From the entries below, work out how many lines contain the string "instance"; answer with the number alone.

[Stored records]
++++++++++++++++++++

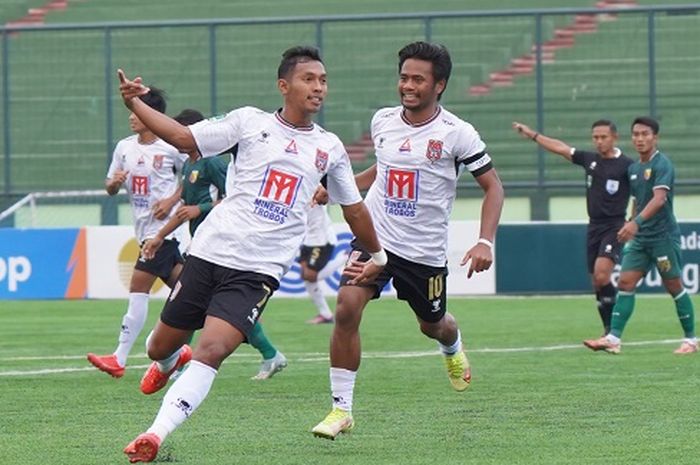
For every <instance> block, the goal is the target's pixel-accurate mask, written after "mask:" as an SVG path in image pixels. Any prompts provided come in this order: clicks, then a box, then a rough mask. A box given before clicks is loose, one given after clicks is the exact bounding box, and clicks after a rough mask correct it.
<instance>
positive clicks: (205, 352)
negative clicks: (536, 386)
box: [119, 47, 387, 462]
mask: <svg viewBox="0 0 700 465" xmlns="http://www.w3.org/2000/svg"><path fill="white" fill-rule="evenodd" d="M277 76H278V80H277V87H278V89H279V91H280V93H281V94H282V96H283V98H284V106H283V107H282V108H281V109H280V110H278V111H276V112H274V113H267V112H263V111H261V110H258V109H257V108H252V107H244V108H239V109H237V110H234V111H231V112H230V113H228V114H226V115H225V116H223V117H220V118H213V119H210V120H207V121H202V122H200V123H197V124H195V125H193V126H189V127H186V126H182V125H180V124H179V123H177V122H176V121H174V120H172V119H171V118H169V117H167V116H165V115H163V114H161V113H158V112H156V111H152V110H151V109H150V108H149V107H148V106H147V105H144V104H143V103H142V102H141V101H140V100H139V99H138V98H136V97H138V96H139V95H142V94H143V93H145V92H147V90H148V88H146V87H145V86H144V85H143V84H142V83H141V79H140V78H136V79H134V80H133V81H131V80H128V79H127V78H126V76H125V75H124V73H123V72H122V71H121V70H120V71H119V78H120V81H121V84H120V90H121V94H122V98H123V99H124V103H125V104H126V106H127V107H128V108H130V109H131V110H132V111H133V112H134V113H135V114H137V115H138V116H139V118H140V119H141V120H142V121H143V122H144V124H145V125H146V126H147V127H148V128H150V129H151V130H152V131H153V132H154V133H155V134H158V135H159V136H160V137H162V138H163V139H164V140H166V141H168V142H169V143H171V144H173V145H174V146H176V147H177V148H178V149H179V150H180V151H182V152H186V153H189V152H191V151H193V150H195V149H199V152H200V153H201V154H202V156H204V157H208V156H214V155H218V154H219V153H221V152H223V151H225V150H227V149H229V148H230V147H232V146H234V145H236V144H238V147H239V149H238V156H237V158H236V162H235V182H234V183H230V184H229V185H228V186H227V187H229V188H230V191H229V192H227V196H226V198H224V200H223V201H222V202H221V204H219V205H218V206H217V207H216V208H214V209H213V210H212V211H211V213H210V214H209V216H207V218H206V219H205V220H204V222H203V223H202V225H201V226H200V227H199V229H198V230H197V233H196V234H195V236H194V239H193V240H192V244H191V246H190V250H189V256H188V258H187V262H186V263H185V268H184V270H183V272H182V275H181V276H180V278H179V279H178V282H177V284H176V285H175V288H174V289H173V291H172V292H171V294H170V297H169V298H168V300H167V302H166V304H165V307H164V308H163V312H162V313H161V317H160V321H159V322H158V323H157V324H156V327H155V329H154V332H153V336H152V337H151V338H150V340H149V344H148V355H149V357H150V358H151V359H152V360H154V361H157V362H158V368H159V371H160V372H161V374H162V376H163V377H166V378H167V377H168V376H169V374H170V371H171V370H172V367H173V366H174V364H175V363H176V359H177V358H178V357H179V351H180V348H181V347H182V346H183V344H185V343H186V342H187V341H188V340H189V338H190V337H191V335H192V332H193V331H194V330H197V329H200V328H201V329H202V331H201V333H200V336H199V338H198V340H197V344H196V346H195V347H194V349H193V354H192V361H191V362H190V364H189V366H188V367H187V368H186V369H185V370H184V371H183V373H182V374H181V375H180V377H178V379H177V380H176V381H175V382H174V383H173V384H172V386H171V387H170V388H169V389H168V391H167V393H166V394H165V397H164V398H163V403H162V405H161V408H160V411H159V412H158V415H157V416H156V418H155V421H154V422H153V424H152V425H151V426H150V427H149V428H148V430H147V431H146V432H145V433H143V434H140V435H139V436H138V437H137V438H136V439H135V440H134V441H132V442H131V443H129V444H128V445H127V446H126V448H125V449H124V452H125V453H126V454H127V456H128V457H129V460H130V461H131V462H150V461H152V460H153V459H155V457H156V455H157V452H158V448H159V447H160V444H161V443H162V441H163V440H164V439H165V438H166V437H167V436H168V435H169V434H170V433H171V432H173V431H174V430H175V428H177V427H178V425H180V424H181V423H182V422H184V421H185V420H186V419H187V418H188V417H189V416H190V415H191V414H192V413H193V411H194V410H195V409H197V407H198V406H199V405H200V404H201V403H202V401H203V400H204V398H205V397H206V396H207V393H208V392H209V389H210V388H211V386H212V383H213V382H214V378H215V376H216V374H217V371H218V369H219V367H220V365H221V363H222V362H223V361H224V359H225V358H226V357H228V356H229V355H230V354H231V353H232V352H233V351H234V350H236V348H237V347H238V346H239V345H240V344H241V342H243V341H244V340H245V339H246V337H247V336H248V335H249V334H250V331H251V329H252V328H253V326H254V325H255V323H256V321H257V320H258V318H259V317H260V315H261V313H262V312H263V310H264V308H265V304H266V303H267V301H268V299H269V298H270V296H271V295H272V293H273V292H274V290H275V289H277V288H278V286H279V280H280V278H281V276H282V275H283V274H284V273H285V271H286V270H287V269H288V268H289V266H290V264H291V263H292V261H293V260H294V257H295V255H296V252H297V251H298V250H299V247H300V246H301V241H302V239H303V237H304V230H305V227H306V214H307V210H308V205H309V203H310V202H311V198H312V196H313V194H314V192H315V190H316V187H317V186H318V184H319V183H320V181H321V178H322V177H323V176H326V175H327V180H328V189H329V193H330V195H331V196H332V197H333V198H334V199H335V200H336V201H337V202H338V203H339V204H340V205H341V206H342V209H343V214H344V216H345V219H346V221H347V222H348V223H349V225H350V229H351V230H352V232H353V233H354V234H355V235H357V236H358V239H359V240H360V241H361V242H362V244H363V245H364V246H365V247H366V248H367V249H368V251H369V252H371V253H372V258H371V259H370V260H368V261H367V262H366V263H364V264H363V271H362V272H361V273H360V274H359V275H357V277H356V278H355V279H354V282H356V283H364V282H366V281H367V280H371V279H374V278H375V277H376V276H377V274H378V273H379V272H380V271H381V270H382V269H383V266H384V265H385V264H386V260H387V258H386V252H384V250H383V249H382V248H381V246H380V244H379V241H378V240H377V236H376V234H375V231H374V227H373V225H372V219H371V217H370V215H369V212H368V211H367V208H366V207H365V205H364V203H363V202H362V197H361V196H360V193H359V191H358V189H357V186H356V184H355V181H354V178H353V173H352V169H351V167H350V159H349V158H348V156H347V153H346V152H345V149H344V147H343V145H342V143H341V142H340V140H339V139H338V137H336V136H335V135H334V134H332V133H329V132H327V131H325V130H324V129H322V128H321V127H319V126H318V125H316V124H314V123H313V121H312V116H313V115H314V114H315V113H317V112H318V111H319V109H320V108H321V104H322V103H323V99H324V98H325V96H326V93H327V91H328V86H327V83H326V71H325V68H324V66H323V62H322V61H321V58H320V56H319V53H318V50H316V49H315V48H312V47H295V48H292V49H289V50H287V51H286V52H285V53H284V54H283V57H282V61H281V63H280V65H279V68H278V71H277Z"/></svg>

++++++++++++++++++++

| Task answer |
2